▶ _Stated exercise_: Collect every line of the data items below that contains the string "front", matching case exactly, and copy each one out in full.

[Data items]
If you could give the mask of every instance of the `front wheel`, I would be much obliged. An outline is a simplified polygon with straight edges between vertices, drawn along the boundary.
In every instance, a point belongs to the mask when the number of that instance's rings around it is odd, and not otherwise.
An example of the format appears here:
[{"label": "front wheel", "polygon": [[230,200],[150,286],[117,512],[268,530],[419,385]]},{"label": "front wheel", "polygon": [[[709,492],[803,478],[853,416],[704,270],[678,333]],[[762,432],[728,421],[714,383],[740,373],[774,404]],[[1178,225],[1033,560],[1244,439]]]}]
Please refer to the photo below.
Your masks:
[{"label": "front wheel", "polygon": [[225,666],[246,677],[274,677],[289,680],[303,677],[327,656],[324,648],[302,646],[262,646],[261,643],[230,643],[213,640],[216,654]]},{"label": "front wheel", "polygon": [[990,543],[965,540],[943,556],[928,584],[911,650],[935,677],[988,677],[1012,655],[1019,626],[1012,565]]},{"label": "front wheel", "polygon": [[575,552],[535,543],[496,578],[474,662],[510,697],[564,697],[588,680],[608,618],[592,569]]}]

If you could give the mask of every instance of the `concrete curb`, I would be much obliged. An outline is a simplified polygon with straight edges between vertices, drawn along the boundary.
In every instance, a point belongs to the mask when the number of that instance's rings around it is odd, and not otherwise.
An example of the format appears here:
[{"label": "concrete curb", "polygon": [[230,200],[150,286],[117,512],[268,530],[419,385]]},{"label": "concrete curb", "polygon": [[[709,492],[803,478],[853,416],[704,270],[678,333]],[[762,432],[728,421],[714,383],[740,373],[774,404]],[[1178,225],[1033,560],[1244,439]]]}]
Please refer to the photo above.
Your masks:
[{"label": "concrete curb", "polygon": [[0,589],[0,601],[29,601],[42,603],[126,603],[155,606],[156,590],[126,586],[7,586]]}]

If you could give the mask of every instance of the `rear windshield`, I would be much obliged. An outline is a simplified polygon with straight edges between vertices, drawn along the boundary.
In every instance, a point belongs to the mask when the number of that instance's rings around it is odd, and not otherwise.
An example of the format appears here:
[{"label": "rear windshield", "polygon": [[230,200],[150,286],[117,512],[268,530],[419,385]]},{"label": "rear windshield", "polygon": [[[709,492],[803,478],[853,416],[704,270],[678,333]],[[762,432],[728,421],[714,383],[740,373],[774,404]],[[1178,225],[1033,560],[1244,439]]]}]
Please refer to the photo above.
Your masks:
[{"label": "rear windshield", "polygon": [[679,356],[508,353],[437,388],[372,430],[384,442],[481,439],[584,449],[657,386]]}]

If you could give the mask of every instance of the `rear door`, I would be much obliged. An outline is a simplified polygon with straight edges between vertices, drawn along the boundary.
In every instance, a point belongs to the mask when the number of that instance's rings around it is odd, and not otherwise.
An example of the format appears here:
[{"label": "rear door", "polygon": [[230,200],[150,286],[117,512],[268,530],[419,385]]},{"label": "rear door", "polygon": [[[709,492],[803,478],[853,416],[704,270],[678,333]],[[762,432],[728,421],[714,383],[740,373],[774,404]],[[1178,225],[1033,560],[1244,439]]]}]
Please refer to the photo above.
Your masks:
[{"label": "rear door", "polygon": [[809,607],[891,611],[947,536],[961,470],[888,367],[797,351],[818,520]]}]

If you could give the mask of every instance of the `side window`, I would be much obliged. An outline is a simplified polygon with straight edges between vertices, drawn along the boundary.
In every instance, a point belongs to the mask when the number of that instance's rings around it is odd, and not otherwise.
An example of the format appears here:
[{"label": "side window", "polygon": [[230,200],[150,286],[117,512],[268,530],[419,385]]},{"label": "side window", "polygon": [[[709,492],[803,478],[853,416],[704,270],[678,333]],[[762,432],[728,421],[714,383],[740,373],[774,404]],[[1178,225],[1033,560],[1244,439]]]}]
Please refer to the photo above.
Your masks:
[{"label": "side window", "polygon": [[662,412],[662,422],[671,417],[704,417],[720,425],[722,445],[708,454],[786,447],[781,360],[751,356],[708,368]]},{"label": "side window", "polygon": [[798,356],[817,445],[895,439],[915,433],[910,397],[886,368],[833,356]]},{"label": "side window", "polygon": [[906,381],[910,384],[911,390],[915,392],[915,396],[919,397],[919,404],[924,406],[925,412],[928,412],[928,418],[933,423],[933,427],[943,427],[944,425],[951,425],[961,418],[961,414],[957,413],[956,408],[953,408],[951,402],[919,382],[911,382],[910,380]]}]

▶ _Result_:
If you could give the mask of every instance of the `front wheel`, I would be much obliged. An outline is a simplified polygon with straight edges between vertices, drawn along the boundary.
[{"label": "front wheel", "polygon": [[230,200],[150,286],[117,512],[268,530],[419,385]]},{"label": "front wheel", "polygon": [[[709,492],[803,478],[853,416],[704,270],[678,333]],[[762,432],[728,421],[714,383],[740,373],[774,404]],[[1178,225],[1033,560],[1244,439]]]}]
[{"label": "front wheel", "polygon": [[225,666],[246,677],[274,677],[289,680],[303,677],[327,656],[324,648],[302,646],[262,646],[261,643],[230,643],[213,640],[216,654]]},{"label": "front wheel", "polygon": [[990,543],[965,540],[943,556],[928,584],[911,650],[935,677],[988,677],[1012,655],[1019,626],[1012,565]]},{"label": "front wheel", "polygon": [[575,552],[535,543],[496,578],[474,662],[510,697],[564,697],[588,680],[608,618],[592,569]]}]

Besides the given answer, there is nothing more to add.